### The problem
Copy out the entire listing below exactly, but without its pictures.

————

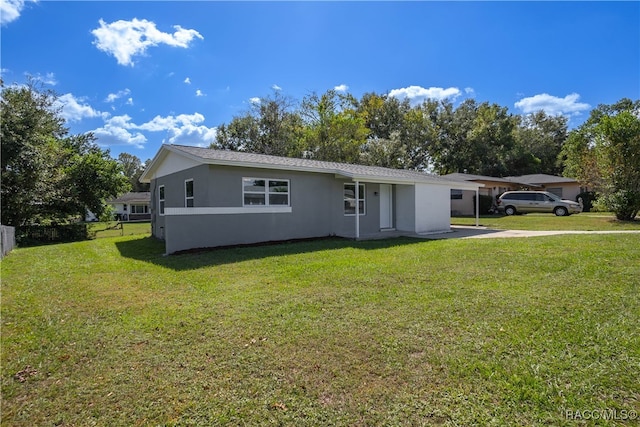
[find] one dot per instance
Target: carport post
(357, 209)
(477, 207)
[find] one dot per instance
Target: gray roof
(139, 197)
(236, 158)
(541, 178)
(470, 177)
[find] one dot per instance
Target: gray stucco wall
(316, 200)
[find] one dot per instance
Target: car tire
(561, 211)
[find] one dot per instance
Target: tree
(605, 153)
(334, 131)
(270, 127)
(47, 174)
(133, 168)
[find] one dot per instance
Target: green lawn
(110, 332)
(583, 221)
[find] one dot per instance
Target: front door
(386, 206)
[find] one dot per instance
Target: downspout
(357, 209)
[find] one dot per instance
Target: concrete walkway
(471, 232)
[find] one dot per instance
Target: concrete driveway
(471, 232)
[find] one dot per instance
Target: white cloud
(552, 105)
(10, 10)
(418, 94)
(48, 79)
(126, 39)
(184, 129)
(75, 109)
(116, 132)
(113, 96)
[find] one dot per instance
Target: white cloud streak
(10, 10)
(127, 39)
(75, 109)
(552, 105)
(114, 96)
(418, 94)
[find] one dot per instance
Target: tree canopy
(604, 152)
(48, 174)
(477, 138)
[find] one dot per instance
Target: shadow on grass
(150, 249)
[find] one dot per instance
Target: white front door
(386, 206)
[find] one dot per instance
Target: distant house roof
(540, 179)
(141, 197)
(236, 158)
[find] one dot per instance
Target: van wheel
(560, 211)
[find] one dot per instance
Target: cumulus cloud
(126, 39)
(48, 79)
(10, 10)
(418, 94)
(75, 109)
(552, 105)
(113, 96)
(186, 129)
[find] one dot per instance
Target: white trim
(228, 210)
(186, 198)
(266, 193)
(161, 211)
(358, 198)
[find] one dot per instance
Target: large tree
(48, 174)
(604, 152)
(271, 126)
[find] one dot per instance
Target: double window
(139, 209)
(265, 192)
(161, 199)
(350, 199)
(188, 193)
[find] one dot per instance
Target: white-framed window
(188, 193)
(161, 199)
(139, 209)
(265, 192)
(350, 199)
(456, 194)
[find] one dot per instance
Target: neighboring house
(132, 206)
(206, 198)
(565, 188)
(462, 201)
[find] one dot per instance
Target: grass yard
(109, 332)
(537, 221)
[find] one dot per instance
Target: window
(161, 199)
(350, 199)
(188, 193)
(139, 209)
(265, 192)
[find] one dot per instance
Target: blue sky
(139, 74)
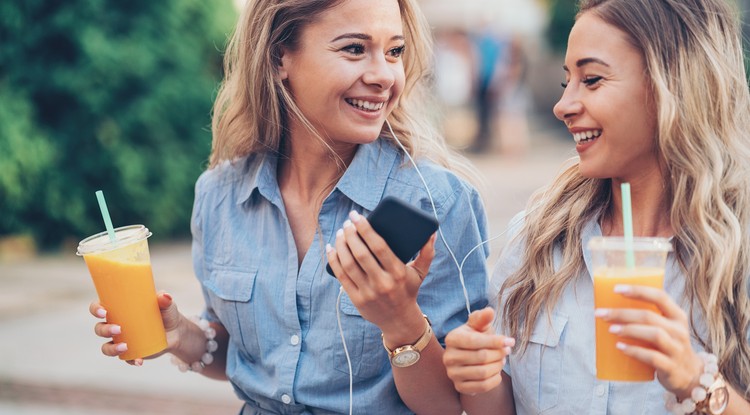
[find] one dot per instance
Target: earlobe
(283, 64)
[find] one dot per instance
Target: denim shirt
(557, 373)
(285, 354)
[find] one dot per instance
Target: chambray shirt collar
(372, 161)
(365, 179)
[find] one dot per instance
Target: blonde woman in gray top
(655, 95)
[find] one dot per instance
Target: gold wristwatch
(409, 354)
(717, 398)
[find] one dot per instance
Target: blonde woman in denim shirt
(303, 146)
(656, 95)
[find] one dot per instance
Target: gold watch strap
(420, 344)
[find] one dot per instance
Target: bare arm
(474, 360)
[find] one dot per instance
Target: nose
(569, 105)
(380, 72)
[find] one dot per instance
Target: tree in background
(107, 95)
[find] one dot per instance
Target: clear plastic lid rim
(126, 235)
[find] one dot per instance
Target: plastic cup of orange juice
(121, 271)
(612, 267)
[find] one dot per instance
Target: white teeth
(366, 105)
(586, 135)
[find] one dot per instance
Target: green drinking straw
(627, 224)
(105, 216)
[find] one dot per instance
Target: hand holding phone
(404, 228)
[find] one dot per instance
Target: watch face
(718, 401)
(405, 358)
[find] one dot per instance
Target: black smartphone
(404, 228)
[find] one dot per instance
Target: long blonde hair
(693, 55)
(253, 106)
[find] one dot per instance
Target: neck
(310, 169)
(649, 206)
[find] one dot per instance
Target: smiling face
(346, 73)
(607, 104)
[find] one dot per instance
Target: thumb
(481, 320)
(422, 262)
(169, 313)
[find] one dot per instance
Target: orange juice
(121, 270)
(611, 363)
(127, 292)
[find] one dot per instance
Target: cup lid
(125, 235)
(617, 243)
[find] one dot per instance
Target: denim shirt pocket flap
(347, 307)
(549, 331)
(232, 285)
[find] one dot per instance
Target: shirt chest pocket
(363, 341)
(231, 296)
(538, 373)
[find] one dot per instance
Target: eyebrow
(361, 36)
(586, 61)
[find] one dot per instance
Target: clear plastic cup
(121, 271)
(611, 268)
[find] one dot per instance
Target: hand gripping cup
(121, 271)
(617, 261)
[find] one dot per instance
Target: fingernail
(601, 312)
(623, 289)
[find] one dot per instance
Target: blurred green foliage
(109, 95)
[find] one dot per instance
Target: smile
(365, 105)
(586, 136)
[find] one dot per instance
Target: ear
(285, 63)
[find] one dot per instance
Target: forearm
(498, 401)
(191, 346)
(425, 387)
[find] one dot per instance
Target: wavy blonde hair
(693, 55)
(253, 106)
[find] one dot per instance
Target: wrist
(406, 330)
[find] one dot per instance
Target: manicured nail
(623, 289)
(601, 312)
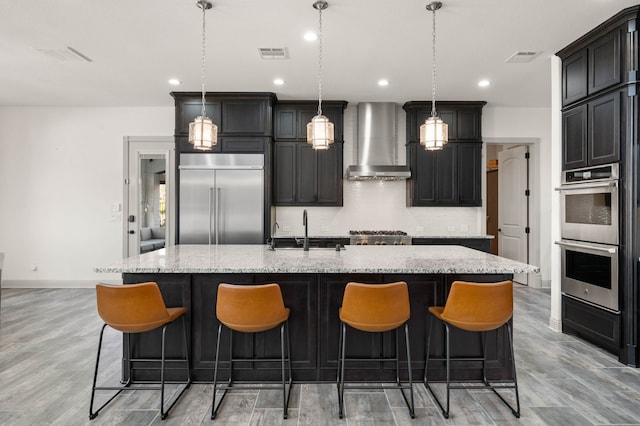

————

### Output of the exercise
[find] one dot per instance
Target: carport post
(357, 209)
(477, 207)
[find] one dot per instance
Target: gray roof
(139, 197)
(236, 158)
(541, 178)
(470, 177)
[find] one dot per instance
Target: gray stucco wall
(316, 200)
[find] one dot per instance
Target: car tire
(561, 211)
[find] one dot per instance
Target: tree
(605, 153)
(334, 131)
(270, 127)
(47, 174)
(133, 168)
[find] one dot per instance
Target: green lawn
(110, 332)
(583, 221)
[find] one dot per instance
Target: front door
(386, 206)
[find] one dot per instance
Target: downspout
(357, 209)
[find] one dot per instance
Target: concrete walkway
(471, 232)
[find] one dot per instance
Target: concrete driveway
(471, 232)
[find] one dot per instance
Target: white cloud
(552, 105)
(10, 10)
(418, 94)
(48, 79)
(126, 39)
(184, 129)
(75, 109)
(116, 132)
(113, 96)
[find] one dot per instance
Target: white cloud streak
(10, 10)
(127, 39)
(75, 109)
(552, 105)
(114, 96)
(418, 94)
[find] one dot per instance
Target: tree canopy
(604, 152)
(48, 174)
(477, 138)
[find] one dot per instance
Target: shadow on grass
(150, 249)
[find] one dot per instance
Target: white front door
(386, 206)
[find] one dot per instance
Target: distant house roof
(540, 179)
(141, 197)
(236, 158)
[find] one dot per instance
Target: van wheel
(560, 211)
[find] one dot per instance
Target: cumulus cloud
(126, 39)
(48, 79)
(10, 10)
(418, 94)
(75, 109)
(552, 105)
(113, 96)
(186, 129)
[find] one dot per instance
Target: white trim
(228, 210)
(186, 198)
(266, 193)
(161, 211)
(358, 198)
[find] one dot per instance
Target: large tree
(48, 174)
(604, 152)
(271, 126)
[find] one dot per instance
Target: double window
(139, 209)
(265, 192)
(161, 199)
(350, 199)
(188, 193)
[find] one dot per instance
Target: white-framed window
(188, 193)
(161, 199)
(139, 209)
(265, 192)
(350, 199)
(456, 194)
[find] one dot per instance
Target: neighboring house
(132, 206)
(206, 198)
(565, 188)
(462, 201)
[find] one dot per instance
Target: grass yard
(109, 332)
(537, 221)
[find] one dot per instance
Target: window
(161, 199)
(350, 199)
(188, 193)
(139, 209)
(265, 192)
[find] one dot per instance
Target: blue sky
(139, 74)
[find] one dot per instance
Target: earlobe
(283, 64)
[find] one dot per instance
Target: denim shirt
(557, 373)
(285, 354)
[find] one dot per instance
Target: chambray shirt collar
(372, 161)
(365, 179)
[find] one dot per instance
Target: blonde woman in gray top
(655, 95)
[find] one dot per instance
Target: gold wristwatch
(409, 354)
(717, 398)
[find] one dot per instance
Target: blonde woman in denim shirt
(303, 146)
(656, 95)
[find] one dot per instance
Target: gold watch strap
(420, 344)
[find] one dot per instance
Target: bare arm
(474, 360)
[find] one dot per instance
Target: nose
(569, 105)
(380, 72)
[find] one dot per instance
Target: tree in background
(107, 95)
[find] one dot per instance
Target: clear plastic lid rim
(126, 235)
[find] one dot per instance
Target: plastic cup of orange juice
(121, 271)
(612, 267)
[find] one dot per instance
Target: white teeth
(366, 105)
(586, 135)
[find] one dot per instance
Target: green drinking straw
(627, 224)
(105, 216)
[find] one dot per instance
Target: hand holding phone
(404, 228)
[find] one dot per instance
Target: watch face
(718, 401)
(405, 358)
[find] one dot per instance
Target: black smartphone
(404, 228)
[find] one dot per instance
Target: long blonde hair
(693, 55)
(253, 106)
[find] one dot per instance
Target: neck
(310, 169)
(649, 206)
[find] one dot per instance
Target: smiling face
(346, 73)
(607, 104)
[find] one dot per instance
Target: thumb
(481, 320)
(422, 262)
(169, 313)
[find] one dot per instance
Target: orange juice
(121, 270)
(611, 363)
(127, 292)
[find] one dot per instance
Target: cup lid
(125, 235)
(617, 243)
[find] one dot per instance
Target: denim shirt pocket flap
(347, 307)
(549, 331)
(232, 285)
[find] one dot per instance
Target: shirt chest pocket
(363, 341)
(231, 296)
(538, 373)
[find] one dot per instance
Target: eyebrow
(361, 36)
(586, 61)
[find] one dot per instance
Target: clear plastic cup
(121, 271)
(611, 268)
[find] one dot per instance
Target: hand gripping cup
(121, 271)
(617, 261)
[find] one dot per instance
Target: fingernail
(601, 312)
(623, 289)
[find] one dot per instance
Target: blurred green foliage
(109, 95)
[find] one dot per instance
Target: smile
(365, 105)
(586, 136)
[find] one dot per instance
Target: ear
(285, 63)
[find] one dot per instance
Target: forearm
(498, 401)
(191, 346)
(425, 387)
[find] one dot per instance
Target: wavy blonde hair
(693, 55)
(253, 106)
[find] one dot per instance
Target: wrist
(406, 330)
[find] one dot per instance
Target: manicured nail
(623, 289)
(601, 312)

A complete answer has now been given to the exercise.